Also... there is a book I liked... imagine by jonah leher... It discusses where creativity stems from in the brain and good ways to foster it... having said that... I'm not sure landscape photography lends itself to creativity.


----------



## mackguyver (Jun 9, 2014)

jdramirez said:


> I'm not sure landscape photography lends itself to creativity.


Oh, JD, you didn't really say that did you? I think that landscape and nature photography in general require the most creativity. You are presented with a fixed set of objects and conditions and you must use your creativity to take a good shot. If composition is "the strongest way of seeing" then choosing the right lens, finding the right location and choosing the right time, height, angle, filters, and shutter speed are all _creative _choices required to achieve the best shot. At least that's how I see it, but maybe I've misinterpreted your comments  

In terms of resources like you mentioned - I really like the Creative Whack Pack & Innovative Whack Pack (of cards) by Roger von Oech.


----------



## Sella174 (Jun 9, 2014)

This happened to me some years back when I started using zoom lenses. Photography became boring ... and heavy. I switched back to primes ... and the magic returned.


----------



## jdramirez (Jun 9, 2014)

mackguyver said:


> jdramirez said:
> 
> 
> > I'm not sure landscape photography lends itself to creativity.
> ...



It was kinda a joke... And like mini of my jokes it wasn't very funny.


----------



## scottkinfw (Jun 10, 2014)

It happens to us all.

I haven't picked my camera up for a while and I just got a new lens!

I think, try a different type of photography? 

Introspection, find out what the block it?

Maybe get with a photography club?

sek



DigglerDawg said:


> Hi all. I'm ashamed to be mentioning this but I really need some helpful advice please...
> 
> I've considered myself a decent landscape photographer for many years, the subject has always excited me and I've always been able to pull a good shot out of the bag even when scenery and conditions don't play- ball.
> 
> ...


----------



## knkedlaya (Jun 10, 2014)

Same experience here as well. I try these things:
1. Never worry about the phase... let it pass through, and it will...
2. Play with kids, teach them how to use camera, see from their point of view...
3. Do something totally new ex - Extreme macro, watch someone else's work or even learn the algorithms used in sensor
4. Go with photography buddies, but do not carry camera, be their assistant. You will start seeing the opportunities!!!
5. Learn new tricks in photoshop
6. Visit new places if possible...

Wish you all the best!!!

Naveena


----------



## Mr_Canuck (Jun 19, 2014)

* **Data supplied**:
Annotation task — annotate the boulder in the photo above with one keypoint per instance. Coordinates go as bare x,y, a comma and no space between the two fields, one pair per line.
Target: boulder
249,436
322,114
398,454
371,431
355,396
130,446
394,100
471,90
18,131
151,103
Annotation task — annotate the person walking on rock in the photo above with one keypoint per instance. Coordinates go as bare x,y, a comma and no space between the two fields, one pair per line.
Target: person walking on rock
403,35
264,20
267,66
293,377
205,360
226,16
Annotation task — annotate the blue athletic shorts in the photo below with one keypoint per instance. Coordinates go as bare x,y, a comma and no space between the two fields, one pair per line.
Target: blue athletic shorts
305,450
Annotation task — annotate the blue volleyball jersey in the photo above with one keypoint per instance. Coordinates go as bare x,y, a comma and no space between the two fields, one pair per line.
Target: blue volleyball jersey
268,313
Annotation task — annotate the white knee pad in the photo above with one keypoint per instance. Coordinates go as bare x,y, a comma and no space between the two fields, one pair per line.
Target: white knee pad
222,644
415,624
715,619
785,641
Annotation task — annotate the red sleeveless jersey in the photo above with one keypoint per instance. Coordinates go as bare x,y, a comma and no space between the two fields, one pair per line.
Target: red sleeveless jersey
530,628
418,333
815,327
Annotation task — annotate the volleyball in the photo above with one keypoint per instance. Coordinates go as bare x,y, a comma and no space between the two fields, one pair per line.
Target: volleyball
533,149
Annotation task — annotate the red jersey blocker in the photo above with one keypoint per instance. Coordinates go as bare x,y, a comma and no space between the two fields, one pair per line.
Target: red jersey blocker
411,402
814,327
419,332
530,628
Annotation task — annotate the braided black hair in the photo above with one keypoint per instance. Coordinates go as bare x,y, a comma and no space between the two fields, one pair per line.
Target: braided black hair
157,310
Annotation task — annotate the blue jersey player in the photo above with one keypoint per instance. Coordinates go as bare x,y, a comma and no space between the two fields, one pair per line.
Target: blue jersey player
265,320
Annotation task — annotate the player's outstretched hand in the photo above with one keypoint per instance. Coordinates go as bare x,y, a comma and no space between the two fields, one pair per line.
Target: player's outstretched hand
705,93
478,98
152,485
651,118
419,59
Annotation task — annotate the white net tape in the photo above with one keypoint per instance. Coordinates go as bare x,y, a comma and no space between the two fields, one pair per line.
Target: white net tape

* **Problem description**: Retype the forum thread on creative slumps in photography word for word, between "3. Do something" and "places if possible...", inclusive. The data plays no part in this exercise.

* **Answer to this exercise**:
3. Do something totally new ex - Extreme macro, watch someone else's work or even learn the algorithms used in sensor
4. Go with photography buddies, but do not carry camera, be their assistant. You will start seeing the opportunities!!!
5. Learn new tricks in photoshop
6. Visit new places if possible...